RECORDS FOR THE EXERCISE: Begin
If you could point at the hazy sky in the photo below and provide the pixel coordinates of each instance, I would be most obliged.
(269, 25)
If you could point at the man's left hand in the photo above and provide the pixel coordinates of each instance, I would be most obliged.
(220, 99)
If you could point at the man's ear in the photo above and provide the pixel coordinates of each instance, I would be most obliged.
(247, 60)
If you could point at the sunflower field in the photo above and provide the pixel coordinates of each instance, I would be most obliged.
RECORDS FOR THE EXERCISE: End
◆ YOUR ASSIGNMENT ◆
All the lines above must be output exactly, with none omitted.

◆ ANSWER TO THIS PROBLEM ◆
If you could point at the hazy sky in the photo below and provide the pixel coordinates of each instance, I would be most obliged.
(269, 25)
If you could point at the man's left hand in the photo above and provide the pixel coordinates of each instance, I would be most obliged.
(220, 99)
If you could point at the man's ear in the photo above and provide the pixel coordinates of each instance, I would be most obliged.
(247, 60)
If you could point at the sunflower field in the photo above and provide the pixel coordinates of each instance, I would be most obliged.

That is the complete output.